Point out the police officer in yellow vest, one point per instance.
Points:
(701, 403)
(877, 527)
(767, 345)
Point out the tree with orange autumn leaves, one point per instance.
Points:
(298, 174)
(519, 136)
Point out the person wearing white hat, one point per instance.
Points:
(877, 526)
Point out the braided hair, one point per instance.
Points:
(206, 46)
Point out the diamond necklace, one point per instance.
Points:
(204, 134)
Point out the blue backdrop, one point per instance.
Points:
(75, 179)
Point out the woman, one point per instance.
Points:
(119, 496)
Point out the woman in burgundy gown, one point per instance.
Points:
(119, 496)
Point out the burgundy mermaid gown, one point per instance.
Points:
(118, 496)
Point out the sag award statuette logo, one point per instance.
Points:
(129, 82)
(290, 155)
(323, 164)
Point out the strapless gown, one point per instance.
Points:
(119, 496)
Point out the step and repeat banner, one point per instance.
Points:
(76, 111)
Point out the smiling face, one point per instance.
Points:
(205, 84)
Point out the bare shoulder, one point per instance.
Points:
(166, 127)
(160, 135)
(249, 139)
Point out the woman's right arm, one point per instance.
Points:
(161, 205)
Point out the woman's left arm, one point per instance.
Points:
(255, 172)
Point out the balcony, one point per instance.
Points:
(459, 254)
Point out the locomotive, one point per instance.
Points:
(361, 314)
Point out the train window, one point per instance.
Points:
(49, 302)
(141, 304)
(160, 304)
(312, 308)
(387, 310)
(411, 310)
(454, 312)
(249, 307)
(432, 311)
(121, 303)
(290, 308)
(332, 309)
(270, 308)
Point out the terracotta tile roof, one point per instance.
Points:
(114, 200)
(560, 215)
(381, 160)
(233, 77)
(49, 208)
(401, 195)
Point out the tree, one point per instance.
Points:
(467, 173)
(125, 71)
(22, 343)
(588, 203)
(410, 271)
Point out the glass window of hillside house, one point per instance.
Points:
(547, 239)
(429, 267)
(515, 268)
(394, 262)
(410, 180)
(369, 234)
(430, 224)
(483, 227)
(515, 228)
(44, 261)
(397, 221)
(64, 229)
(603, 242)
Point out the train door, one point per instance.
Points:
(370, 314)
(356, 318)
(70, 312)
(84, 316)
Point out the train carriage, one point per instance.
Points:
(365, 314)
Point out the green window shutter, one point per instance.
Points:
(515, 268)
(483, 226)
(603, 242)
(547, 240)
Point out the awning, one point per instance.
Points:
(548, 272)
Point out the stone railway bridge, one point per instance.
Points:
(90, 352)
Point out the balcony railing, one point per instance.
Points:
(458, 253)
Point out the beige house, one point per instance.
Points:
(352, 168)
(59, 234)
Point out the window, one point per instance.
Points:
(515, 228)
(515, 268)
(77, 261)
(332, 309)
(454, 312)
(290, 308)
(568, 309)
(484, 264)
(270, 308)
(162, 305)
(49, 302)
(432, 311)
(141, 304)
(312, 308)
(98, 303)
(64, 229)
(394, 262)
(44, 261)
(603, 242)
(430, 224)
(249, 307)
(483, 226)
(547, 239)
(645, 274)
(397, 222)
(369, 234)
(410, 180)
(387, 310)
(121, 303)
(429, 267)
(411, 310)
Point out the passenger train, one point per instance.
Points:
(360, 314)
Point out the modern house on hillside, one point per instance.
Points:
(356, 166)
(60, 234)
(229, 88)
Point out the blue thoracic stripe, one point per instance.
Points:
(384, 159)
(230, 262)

**Exercise:** Nothing but the full listing, copied exactly, belongs in the answer.

**Result below:**
Point out the police officer in yellow vest, one point per instance.
Points:
(701, 403)
(877, 527)
(767, 345)
Point out the tree with orange autumn leaves, one point per instance.
Points:
(298, 174)
(519, 136)
Point out the person wearing white hat, one point per instance.
Points:
(877, 526)
Point out the braided hair, one point per instance.
Points:
(206, 46)
Point out the diamond necklace, one point per instance.
Points:
(204, 134)
Point out the blue backdrop, one point per instance.
Points:
(75, 179)
Point out the woman, one point per instance.
Points:
(119, 496)
Point out the woman in burgundy gown, one point per instance.
Points:
(119, 496)
Point out the burgundy mermaid gown, one point per instance.
Points:
(118, 496)
Point out the sag award statuette logo, one point per instance.
Points:
(129, 82)
(290, 155)
(323, 164)
Point out the strapless gown, one point per instance.
Points:
(119, 496)
Point out the step and repeat banner, one point per instance.
Points:
(76, 111)
Point out the smiling face, one point per instance.
Points:
(205, 84)
Point out the bare shoulder, one point per instance.
Points:
(166, 127)
(160, 135)
(249, 139)
Point out the woman's right arm, one point per instance.
Points:
(161, 205)
Point out the woman's left arm, one point per instance.
Points:
(255, 172)
Point out the balcony, one point per instance.
Points:
(459, 254)
Point out the locomotive, one point per instance.
Points:
(361, 314)
Point out the train window, one point per instance.
Points:
(49, 302)
(141, 304)
(160, 304)
(312, 308)
(387, 310)
(411, 310)
(454, 312)
(249, 307)
(432, 311)
(121, 303)
(290, 308)
(332, 309)
(270, 308)
Point out the terracotta tile roof, one point per instance.
Points:
(114, 200)
(560, 215)
(381, 160)
(233, 77)
(49, 208)
(401, 195)
Point out the tree, one point per instance.
Points:
(467, 173)
(125, 71)
(22, 343)
(588, 203)
(410, 271)
Point out the glass window of hillside house, one point per instance.
Points:
(547, 239)
(429, 267)
(515, 268)
(394, 262)
(410, 180)
(369, 234)
(430, 224)
(483, 227)
(515, 228)
(44, 261)
(397, 221)
(64, 229)
(603, 242)
Point out the train door, one point per instance.
Points:
(370, 314)
(356, 318)
(70, 312)
(84, 316)
Point out the train carriage, one point per instance.
Points:
(365, 314)
Point out the green window shutter, one point per instance.
Points:
(515, 268)
(483, 226)
(603, 242)
(547, 240)
Point out the awning, one point per instance.
Points:
(548, 272)
Point out the stone railway bridge, one point per instance.
Points:
(90, 352)
Point out the balcony railing, one point per instance.
Points:
(458, 253)
Point out the beige house, one point per instance.
Points:
(352, 168)
(59, 234)
Point out the window, one point per instance.
Points:
(515, 228)
(515, 268)
(77, 261)
(332, 309)
(454, 312)
(290, 308)
(568, 309)
(484, 264)
(270, 308)
(162, 305)
(49, 302)
(432, 311)
(141, 304)
(312, 308)
(98, 303)
(64, 229)
(394, 262)
(44, 261)
(603, 242)
(430, 224)
(249, 307)
(483, 226)
(547, 239)
(645, 274)
(397, 222)
(369, 234)
(410, 180)
(387, 310)
(121, 303)
(429, 267)
(411, 310)
Point out the passenger train, one point per instance.
Points:
(360, 314)
Point out the modern house on hillside, one point per instance.
Points:
(356, 166)
(60, 234)
(229, 88)
Point out the blue thoracic stripe, one point per instance.
Points:
(384, 159)
(230, 262)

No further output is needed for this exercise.